_Written exercise_: Each record below should appear again exactly as written.

_Recorded information_:
--------------------------------
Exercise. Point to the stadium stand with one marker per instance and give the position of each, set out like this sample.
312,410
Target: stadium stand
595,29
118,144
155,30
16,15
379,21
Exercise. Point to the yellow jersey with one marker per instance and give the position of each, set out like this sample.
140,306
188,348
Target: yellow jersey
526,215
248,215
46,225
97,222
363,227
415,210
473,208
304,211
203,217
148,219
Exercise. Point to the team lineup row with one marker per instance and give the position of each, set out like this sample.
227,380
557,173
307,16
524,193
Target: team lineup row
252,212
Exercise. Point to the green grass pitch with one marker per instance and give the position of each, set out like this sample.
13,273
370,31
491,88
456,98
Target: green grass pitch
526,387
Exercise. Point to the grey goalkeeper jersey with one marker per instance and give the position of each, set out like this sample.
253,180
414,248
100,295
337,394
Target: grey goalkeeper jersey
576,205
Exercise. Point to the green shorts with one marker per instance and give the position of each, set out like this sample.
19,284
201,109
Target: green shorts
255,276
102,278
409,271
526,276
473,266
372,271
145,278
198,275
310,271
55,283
--------------------------------
_Answer to the problem_:
Exercise. Point to the stadium stand with one marker per instance and give the position of each, set out like this sample.
312,410
Target: stadium stand
595,29
118,144
155,30
16,15
379,21
Exercise. Point to the yellow jersey with one marker per instance and give the position of each, set out like this sample.
140,306
188,348
Target: yellow jersey
526,215
248,215
46,225
97,222
363,227
415,210
473,208
304,211
203,217
148,219
Exercise. Point to the team lineup row with one marker per instance and give the position of each, set out like this sample.
227,380
557,173
307,16
524,193
Target: team lineup row
252,212
Exercise. Point to the green grass pitch with one marker per instance and give the position of each, set out like this sample.
13,273
370,31
491,88
456,98
Target: green grass pitch
526,387
Exercise. Point to the grey goalkeeper jersey with one marker per instance and give the position of each, set out like this sample.
253,180
414,248
100,295
337,394
Target: grey goalkeeper jersey
576,205
Exercise. Point to the green shorts with one marker per instance and give the position of each, set out like this sample.
19,284
201,109
Target: green shorts
255,276
102,278
409,271
526,276
473,266
372,271
145,278
198,275
310,271
55,283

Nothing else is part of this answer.